## FRAGMENTO

En el año 2000, Marc Randolph y Reed Hastings pasaban por uno de sus peores momentos personales. La empresa en la que habían invertido todos sus ahorros, esfuerzos y dos años de trabajo estaba a punto de naufragar. Su idea de crear una empresa de alquiler de DVD por correo sin multas por retornos tardíos, a pesar de su éxito moderado, se demostraba incapaz de dar beneficios. Tomaron entonces medidas desesperadas.
Viajaron a Dallas para ofrecérsela a su mayor competidor, Blockbuster, por 50 millones de dólares. La respuesta fue tajante: «Lárguense».

Hoy Netflix tiene un valor de 150.000 millones de dólares y Blockbuster…, en fin, está donde está.

A continuación un fragmento, a modo de adelanto:

Qué se siente al ingresar un cheque de casi dos millones de dólares
(Otoño/invierno de 1997: medio año antes del lanzamiento)

Después de estar persiguiéndolo durante semanas (por lo que sea, Reed parecía reticente a firmar el cheque y ponerle fecha), el primer inversor te entrega, por fin, el talón que te permitirá alquilar unas oficinas, contratar empleados y comprar mesas plegables.

Es más que eso, claro. El cheque representa la posibilidad de empezar. Marca la diferencia entre tener una idea en la cabeza y tener una empresa en el mundo real. Es la diferencia entre nada y algo.

Lo es todo. Y también es bastante dinero.

Haces un escrutinio del cheque, y compruebas una y otra vez la cantidad. Te aseguras de que haya suficientes puntos, de que la fecha sea correcta, de que la firma se parezca a la que conoces.

Una parte de ti quiere ir en coche hasta Santa Cruz, al banco con luces empotradas en el techo, baldosas resplandecientes y la puerta dorada de la caja fuerte entornada detrás del mostrador, brillando desde la oscuridad como el volante de un yate. Te dan ganas de quitarte la camiseta y ponerte algo que tenga cuello, quizá llevar corbata… De vestirte para la ocasión.

Un millón novecientos mil dólares es mucho dinero. Te pone nervioso tenerlo en la mano, como si se lo hubieras robado a alguien. Lo mejor es ir al banco más cercano que encuentres. ¿Qué más da si es en un centro comercial al aire libre de Los Gatos? Tienes que deshacerte del cheque, y deprisa.

Empiezas a sentirte como un fugitivo.

Haciendo cola en el banco, tocas el cheque con la mano sudada una y otra vez hasta que queda empapado en el bolsillo. A quien te mire le puede parecer que escondes algo.

Has manejado dinero antes, claro. Y has trabajado para empresas que manejaban cantidades considerablemente mayores.

Pero nunca lo has tenido en la mano.

La cola avanza lentamente, pero, al final, llegas hasta la cajera. Piensas: «Esto le alegrará el día».

Piensas: «Seguro que se queda impresionada. Seguro que llama a su encargado y él me lleva a su despacho, donde habrá muebles de época y una alfombra persa. Me servirá algo de champán y charlará conmigo mientras un subordinado se ocupa de los detalles».

## INSTRUCCIONES DE TRABAJO
- a) Traduce al inglés esta oración del fragmento sobre los comienzos de Netflix: «El cheque representa la posibilidad de empezar».
- b) Sigue escribiendo el relato sobre el cheque de casi dos millones de dólares a partir de su última oración.

## LÍNEAS MOSTRADAS
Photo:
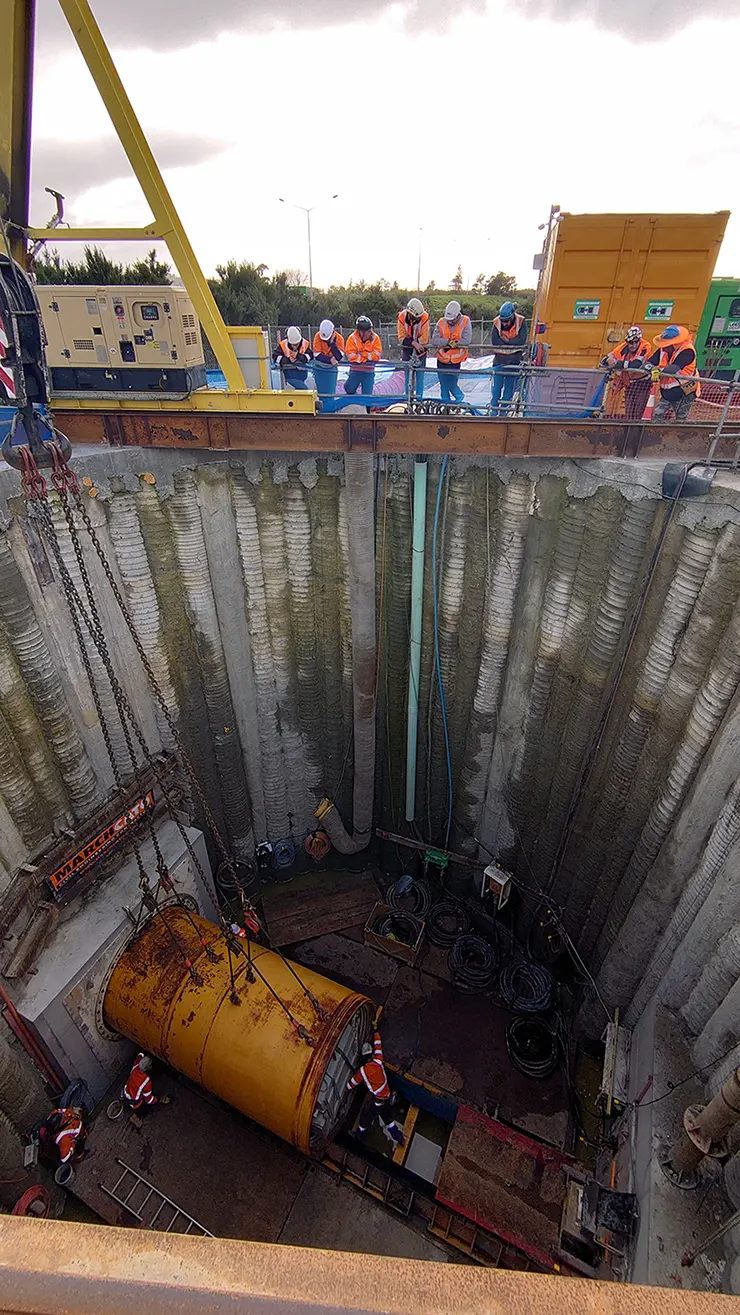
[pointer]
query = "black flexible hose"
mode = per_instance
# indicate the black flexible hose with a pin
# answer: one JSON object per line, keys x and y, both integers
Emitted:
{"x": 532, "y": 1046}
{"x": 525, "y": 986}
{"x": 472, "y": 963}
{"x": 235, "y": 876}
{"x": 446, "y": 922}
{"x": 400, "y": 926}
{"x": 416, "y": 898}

---

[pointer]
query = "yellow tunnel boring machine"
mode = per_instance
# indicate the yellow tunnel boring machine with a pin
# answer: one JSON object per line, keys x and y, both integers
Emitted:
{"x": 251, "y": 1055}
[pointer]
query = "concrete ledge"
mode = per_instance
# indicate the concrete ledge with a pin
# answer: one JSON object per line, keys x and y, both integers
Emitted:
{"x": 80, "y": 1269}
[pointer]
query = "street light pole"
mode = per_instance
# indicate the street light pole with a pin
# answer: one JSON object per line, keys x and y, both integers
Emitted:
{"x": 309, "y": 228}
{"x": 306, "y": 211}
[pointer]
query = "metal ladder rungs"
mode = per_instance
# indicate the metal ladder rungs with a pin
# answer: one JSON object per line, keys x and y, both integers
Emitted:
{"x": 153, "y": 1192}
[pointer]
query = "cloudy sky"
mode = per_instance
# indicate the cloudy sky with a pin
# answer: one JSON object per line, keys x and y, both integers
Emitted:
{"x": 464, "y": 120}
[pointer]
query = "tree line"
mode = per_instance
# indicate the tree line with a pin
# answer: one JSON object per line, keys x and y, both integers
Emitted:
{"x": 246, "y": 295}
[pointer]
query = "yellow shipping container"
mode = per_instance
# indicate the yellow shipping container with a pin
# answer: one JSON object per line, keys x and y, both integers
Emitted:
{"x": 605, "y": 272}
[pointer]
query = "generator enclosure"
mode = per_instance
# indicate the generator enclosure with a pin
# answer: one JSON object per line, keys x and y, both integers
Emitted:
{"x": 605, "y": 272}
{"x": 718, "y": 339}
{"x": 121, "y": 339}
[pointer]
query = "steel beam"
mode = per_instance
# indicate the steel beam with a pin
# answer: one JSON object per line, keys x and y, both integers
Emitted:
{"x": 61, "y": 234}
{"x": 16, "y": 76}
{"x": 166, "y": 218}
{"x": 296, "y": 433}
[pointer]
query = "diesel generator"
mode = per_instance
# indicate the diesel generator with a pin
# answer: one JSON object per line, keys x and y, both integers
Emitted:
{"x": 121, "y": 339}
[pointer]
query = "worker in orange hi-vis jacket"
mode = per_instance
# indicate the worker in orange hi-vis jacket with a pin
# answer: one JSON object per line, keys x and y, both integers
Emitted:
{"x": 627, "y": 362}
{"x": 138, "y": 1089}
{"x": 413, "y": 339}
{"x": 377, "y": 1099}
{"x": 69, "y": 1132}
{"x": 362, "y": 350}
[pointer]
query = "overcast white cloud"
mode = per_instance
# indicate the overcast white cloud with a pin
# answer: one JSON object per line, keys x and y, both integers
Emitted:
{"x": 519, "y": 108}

---

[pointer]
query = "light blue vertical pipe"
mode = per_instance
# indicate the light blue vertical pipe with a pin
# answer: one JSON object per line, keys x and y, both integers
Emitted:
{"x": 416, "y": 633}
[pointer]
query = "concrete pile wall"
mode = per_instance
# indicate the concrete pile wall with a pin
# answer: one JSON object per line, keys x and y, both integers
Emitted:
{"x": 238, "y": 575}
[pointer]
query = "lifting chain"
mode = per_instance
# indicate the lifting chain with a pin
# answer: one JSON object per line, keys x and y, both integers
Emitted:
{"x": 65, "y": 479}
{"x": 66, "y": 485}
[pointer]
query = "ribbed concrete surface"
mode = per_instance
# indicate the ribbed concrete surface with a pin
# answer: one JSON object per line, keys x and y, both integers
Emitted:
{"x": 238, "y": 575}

## RESPUESTAS
- a) The check represents the possibility of starting.

- b)
«Un millón novecientos mil dólares».

Se lo entregas y no pasa nada. Ni un atisbo de reconocimiento, ni un indicio de sorpresa en la cara de la cajera. Sin novedad. —¿Quiere sacar algo de dinero? —me pregunta.

Con el dinero de Reed en el banco —y la fusión de Pure Atria cerrada—, por fin podíamos abandonar el Best Western, pero no tuvimos que irnos muy lejos: encontré un sitio al otro lado de la calle, en un parque empresarial genérico de Scotts Valley. La fianza me pareció exorbitante. Era un alquiler para varios años, lo que introdujo una nota de optimismo en aquel proceso de alquiler que yo esperaba que no fuera del todo ingenua.

No tenía nada que ver con el reluciente campus empresarial en el que había trabajado en Borland —ni con las resplandecientes monstruosidades diáfanas con madera de tonos claros y llenas de plantas carnosas que están de moda ahora y que parecen venir siempre con barras de bombero y pufs para sentarse—. Nuestro parque empresarial era completamente anónimo. Era el típico sitio en el que un dentista pondría su consulta o un asesor tributario su despacho. De hecho, había algunas consultas de psiquiatría y una óptica. Sin embargo, las pequeñas start-ups se habían adueñado de la mayoría del parque y entraban y salían de las oficinas por la puerta giratoria que daba vueltas gracias a los auges y caídas de este tipo de empresas.

Había un parterre en la parte delantera, al lado del mástil de la bandera, en el que estaban plantadas flores y plantas perpetuamente verdes. No es que crecieran allí ni las cuidaran, exactamente, sino que las trasplantaban cuando eran adultas y estaban en flor y, cuando morían, las arrancaban y las reemplazaban por otra tanda de tulipas, pensamientos o narcisos. El precio no importaba mientras las plantas estuvieran en flor. Al pasar al lado de un jardinero con una carretilla llena de tulipas que iban a ser trasplantadas apresuradamente, era difícil no ver el parterre como una metáfora particularmente perversa del ciclo vital de una start-up: la plantas, florece, muere… Y es reemplazada.

Nuestra oficina era una sala grande y amplia con una moqueta verde horrible. Antes era un pequeño banco y, de hecho, la cámara de seguridad seguía siendo accesible; la puerta se había quedado abierta. Había una pared larga con puertas que daban a unos cuantos despachos, tenía sala de reuniones y un despacho en un rincón con vistas al aparcamiento y al Wendy’s, el restaurante de comida rápida que había enfrente. Como director general, me lo quedé para mí, pero no tenía nada que poner allí.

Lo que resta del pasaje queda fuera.